### Yang Diminta
Salin kata demi kata bagian dari teks tentang gadai di bawah ini, dari "d.   Sesuatu yang" sampai "benda jaminan hutang.".

Selasa, 10 November 2015

  





A.  Pengertian dan Dasar Hukum Rahn
Dalam bahasa Arab, gadai diistilahkan dengan rahn yang secara etimologi mengandung pengertian menggadaikan, menangguhkan.[1] Namun demikian, ada juga pengertian lain dari kata rahn yang menurut istilah bahasa (lughah) berarti tetap, kekal dan jaminan.[2] Dalam definisi lainnya, rahn atau gadai menurut bahasa disebut dengan al-tsubut (الثبوت) dan al-habs (الحبس) yaitu penetapan dan penahanan. Ada pula yang menjelaskan rahn adalah terkurung atau terjerat.[3]
Menurut istilah syara’, yang dimaksud dengan rahn adalah:
a.    Akad yang objeknya menahan harga terhadap sesuatu hak yang mungkin    diperoleh bayaran dengan sempurna darinya.[4]
b.    Menjadikan suatu benda berharga dalam pandangan syara’ sebagai jaminan atas hutang selama ada dua kemungkinan, untuk mengembalikan uang atau untuk mengambil sebagian uang itu.[5]
c.    Akad perjanjian pinjam-meminjam dengan menyerahkan barang sebagai tanggungan hutang.[6]

d.   Sesuatu yang diletakkan pada seseorang yaitu sesuatu barang yang diganti dengan barang yang lain.[7]
e.    Menjadikan zat suatu benda jaminan hutang.
f.     Menjadikan harta benda sebagai jaminan hutang.

### Data

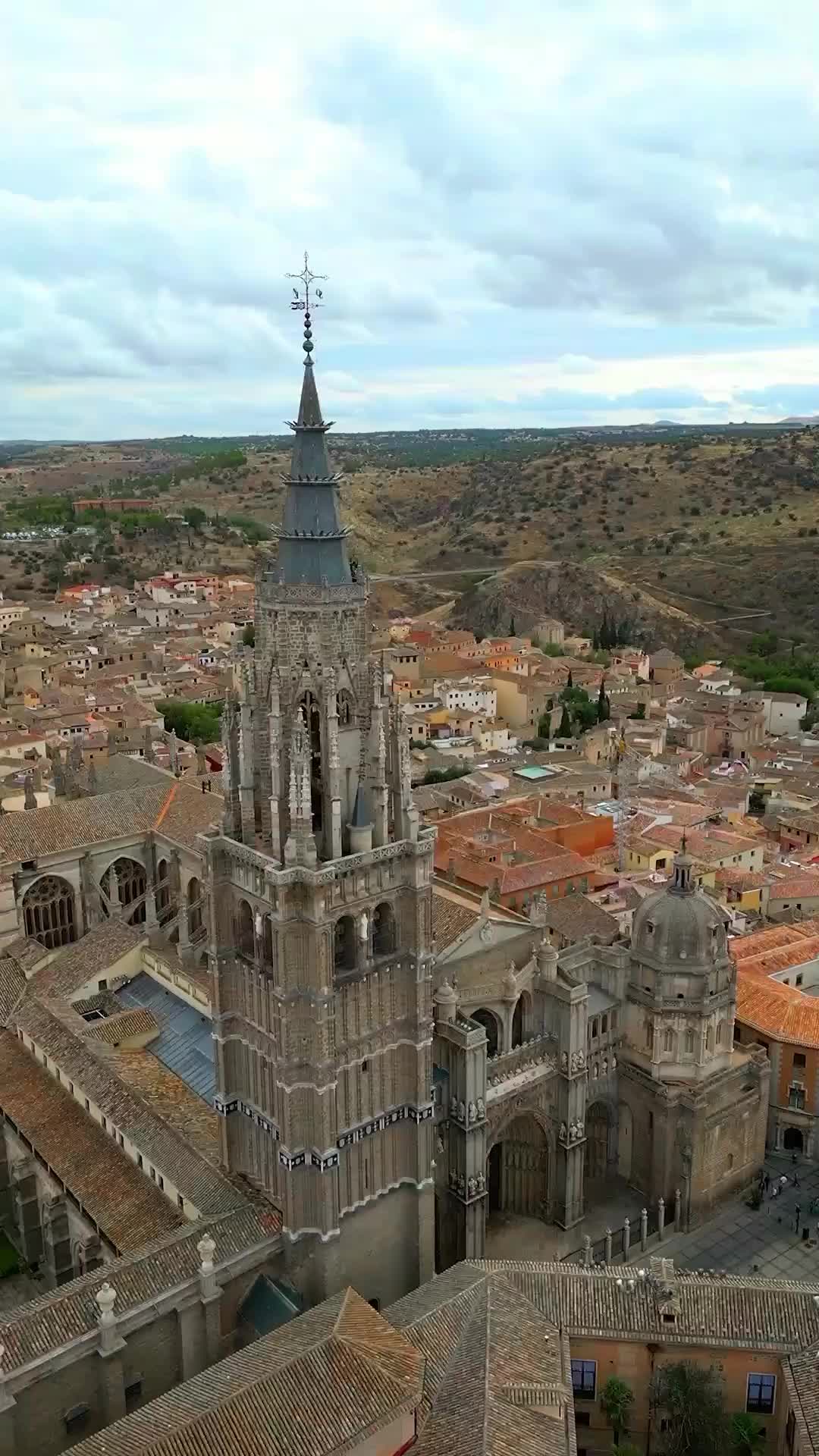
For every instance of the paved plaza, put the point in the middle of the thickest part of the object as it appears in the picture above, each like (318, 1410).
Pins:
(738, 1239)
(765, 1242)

--

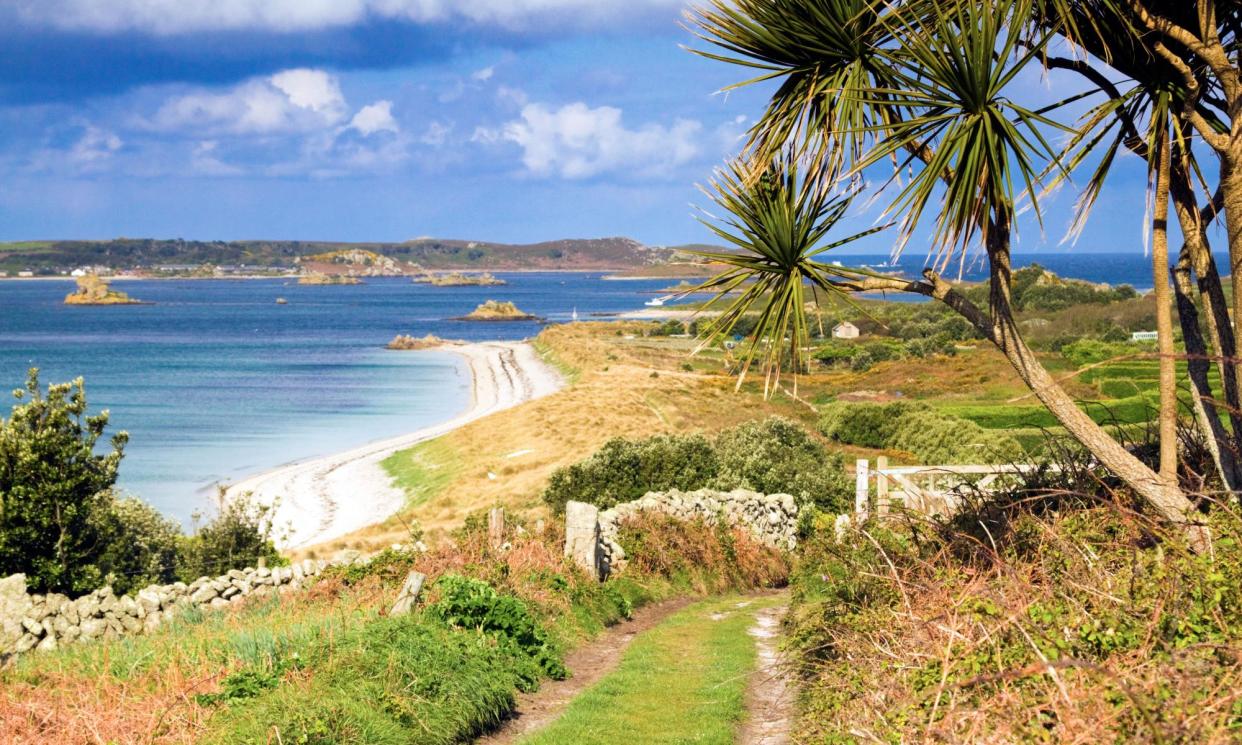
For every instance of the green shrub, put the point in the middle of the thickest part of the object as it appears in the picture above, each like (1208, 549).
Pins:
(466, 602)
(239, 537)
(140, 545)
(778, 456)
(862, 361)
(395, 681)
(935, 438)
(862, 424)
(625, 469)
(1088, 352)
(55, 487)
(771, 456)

### Jawaban Latihan
d.   Sesuatu yang diletakkan pada seseorang yaitu sesuatu barang yang diganti dengan barang yang lain.[7]
e.    Menjadikan zat suatu benda jaminan hutang.